▶ [Challenge]:
Extract each line from the records below that contains the string "bird". The match is case-sensitive.

▶ [Record excerpts]:
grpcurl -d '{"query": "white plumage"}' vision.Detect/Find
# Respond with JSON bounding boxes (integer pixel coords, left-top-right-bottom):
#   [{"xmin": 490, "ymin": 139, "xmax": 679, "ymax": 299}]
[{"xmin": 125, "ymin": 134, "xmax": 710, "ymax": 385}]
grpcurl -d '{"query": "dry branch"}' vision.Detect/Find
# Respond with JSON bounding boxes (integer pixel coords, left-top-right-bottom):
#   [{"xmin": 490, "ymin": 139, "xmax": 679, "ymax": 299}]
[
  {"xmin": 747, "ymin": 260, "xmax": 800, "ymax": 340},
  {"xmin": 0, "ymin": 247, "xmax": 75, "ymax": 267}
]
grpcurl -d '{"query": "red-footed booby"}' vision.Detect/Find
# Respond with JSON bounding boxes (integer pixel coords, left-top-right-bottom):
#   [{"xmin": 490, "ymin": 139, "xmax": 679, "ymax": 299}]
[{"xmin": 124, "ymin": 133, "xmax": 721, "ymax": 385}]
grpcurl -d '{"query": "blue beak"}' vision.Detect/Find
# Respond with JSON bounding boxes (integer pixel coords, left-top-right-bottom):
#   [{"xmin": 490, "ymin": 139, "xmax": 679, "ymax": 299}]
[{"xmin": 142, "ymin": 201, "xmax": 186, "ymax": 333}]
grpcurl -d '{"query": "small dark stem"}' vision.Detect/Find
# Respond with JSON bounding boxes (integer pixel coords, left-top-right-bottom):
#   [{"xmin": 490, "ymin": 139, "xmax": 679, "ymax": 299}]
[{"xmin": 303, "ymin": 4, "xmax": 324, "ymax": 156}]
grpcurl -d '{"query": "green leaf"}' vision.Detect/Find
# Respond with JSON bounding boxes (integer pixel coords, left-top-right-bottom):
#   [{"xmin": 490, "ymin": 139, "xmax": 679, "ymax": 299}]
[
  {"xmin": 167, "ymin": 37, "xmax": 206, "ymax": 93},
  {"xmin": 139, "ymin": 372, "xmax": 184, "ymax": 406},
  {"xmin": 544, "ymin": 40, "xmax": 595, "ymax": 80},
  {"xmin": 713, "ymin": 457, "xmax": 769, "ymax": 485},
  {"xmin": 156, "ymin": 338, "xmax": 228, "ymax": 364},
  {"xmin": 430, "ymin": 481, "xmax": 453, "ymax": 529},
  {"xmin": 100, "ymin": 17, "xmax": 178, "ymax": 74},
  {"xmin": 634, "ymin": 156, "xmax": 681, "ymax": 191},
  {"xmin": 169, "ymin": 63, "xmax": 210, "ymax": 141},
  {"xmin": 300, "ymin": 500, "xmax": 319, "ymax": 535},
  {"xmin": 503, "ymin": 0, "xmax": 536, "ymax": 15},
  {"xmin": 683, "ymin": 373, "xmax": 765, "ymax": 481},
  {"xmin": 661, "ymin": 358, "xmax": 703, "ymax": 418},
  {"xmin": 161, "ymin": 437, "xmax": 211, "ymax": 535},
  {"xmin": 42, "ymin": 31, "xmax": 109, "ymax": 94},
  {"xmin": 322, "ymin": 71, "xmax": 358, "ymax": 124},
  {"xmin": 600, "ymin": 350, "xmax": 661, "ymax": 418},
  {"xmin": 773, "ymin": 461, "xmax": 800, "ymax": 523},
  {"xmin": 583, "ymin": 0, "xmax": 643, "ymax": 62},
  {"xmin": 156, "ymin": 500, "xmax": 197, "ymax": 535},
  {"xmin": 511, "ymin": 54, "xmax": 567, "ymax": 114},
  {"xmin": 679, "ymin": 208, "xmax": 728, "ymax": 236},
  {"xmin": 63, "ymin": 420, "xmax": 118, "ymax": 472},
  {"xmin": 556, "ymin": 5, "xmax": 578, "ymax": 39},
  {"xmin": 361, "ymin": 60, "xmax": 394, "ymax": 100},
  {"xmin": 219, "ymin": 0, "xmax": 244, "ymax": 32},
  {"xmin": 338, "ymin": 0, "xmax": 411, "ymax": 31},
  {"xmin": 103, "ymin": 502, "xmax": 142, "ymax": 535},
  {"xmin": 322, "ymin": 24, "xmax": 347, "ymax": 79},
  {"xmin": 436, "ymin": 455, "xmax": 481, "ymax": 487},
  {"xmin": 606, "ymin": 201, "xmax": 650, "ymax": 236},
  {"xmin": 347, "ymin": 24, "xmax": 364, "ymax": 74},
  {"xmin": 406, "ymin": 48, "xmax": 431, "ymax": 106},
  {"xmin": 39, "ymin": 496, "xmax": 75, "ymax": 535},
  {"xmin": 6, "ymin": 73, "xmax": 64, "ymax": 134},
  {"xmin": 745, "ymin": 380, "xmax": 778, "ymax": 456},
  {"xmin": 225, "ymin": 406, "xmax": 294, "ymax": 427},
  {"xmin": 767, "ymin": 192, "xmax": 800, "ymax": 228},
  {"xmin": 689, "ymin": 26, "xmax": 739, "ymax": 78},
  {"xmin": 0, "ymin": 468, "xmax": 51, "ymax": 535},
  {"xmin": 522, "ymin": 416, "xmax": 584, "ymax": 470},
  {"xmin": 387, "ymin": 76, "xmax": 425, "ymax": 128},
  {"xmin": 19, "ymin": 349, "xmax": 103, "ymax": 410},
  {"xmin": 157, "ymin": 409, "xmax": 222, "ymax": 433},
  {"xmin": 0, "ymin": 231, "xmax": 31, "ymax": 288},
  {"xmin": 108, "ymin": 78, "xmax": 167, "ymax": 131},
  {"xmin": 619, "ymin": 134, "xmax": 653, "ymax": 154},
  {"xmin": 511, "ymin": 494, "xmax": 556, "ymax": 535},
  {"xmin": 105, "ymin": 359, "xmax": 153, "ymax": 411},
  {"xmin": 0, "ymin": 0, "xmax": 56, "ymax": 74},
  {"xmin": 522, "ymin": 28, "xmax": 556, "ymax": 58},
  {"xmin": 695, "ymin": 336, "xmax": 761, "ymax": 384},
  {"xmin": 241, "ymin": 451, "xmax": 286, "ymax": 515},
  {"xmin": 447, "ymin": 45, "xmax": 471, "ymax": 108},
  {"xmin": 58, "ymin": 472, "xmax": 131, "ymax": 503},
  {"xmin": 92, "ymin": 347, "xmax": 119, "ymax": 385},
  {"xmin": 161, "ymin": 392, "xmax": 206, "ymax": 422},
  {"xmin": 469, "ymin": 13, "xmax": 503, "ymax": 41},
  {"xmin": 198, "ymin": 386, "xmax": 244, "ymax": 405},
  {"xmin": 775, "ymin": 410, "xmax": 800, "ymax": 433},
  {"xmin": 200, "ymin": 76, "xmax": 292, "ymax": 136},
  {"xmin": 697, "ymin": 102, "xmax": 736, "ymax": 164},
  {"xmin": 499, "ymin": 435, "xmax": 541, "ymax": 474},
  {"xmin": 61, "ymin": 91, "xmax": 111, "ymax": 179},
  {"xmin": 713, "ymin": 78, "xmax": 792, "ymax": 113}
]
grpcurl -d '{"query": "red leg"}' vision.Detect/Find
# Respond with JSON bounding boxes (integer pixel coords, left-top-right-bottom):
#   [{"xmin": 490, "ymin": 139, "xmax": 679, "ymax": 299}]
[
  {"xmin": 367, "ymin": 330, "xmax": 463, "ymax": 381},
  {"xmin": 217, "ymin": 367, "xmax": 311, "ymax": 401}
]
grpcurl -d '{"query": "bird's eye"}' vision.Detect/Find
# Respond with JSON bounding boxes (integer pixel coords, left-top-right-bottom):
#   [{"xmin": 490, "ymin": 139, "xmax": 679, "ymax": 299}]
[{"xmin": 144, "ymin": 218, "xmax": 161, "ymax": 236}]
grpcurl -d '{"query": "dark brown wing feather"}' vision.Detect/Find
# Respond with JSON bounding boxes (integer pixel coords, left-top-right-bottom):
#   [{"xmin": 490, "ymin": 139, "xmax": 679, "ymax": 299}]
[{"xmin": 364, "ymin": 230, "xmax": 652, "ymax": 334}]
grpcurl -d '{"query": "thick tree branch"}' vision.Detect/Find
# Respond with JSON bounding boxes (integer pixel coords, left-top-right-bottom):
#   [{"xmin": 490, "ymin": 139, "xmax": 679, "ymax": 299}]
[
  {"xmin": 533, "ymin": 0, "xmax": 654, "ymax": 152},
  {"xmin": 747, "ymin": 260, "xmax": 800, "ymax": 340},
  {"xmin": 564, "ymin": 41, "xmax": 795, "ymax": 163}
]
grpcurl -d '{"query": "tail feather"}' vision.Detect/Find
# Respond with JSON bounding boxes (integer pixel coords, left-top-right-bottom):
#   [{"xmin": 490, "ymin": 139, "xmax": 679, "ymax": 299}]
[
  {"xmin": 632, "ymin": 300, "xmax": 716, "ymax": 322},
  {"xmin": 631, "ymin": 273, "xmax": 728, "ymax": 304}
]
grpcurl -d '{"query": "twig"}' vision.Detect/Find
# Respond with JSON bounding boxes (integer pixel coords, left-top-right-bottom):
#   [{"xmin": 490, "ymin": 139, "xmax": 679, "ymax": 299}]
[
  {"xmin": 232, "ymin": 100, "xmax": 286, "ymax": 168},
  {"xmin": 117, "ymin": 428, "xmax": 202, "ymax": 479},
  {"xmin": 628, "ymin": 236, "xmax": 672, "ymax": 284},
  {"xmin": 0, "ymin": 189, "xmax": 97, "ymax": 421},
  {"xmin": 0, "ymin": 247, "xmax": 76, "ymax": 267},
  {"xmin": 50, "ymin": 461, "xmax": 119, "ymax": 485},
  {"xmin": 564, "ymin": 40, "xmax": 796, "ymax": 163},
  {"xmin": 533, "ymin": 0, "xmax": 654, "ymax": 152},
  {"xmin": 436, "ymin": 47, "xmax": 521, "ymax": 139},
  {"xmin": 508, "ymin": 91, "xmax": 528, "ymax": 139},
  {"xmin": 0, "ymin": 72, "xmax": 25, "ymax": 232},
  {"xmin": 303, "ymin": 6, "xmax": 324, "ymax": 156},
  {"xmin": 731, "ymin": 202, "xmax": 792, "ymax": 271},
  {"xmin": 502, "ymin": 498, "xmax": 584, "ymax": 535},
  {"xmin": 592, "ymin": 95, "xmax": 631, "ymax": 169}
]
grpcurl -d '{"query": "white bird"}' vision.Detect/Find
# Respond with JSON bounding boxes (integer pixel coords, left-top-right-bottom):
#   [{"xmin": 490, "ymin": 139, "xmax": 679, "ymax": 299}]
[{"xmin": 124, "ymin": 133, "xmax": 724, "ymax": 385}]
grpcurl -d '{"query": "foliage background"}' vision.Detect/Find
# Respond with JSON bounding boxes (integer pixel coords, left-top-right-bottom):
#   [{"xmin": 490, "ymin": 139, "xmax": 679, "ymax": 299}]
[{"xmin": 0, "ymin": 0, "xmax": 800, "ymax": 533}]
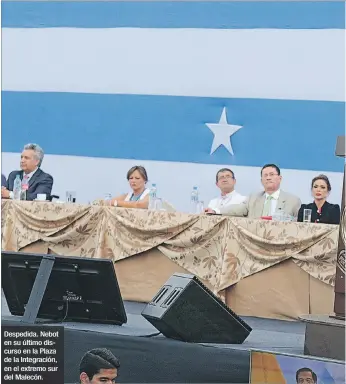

▶ [The output]:
grpcurl -d '{"query": "bird's eye"}' vision.Detect/Find
grpcurl -d '{"query": "white bird"}' vision.Detect/Find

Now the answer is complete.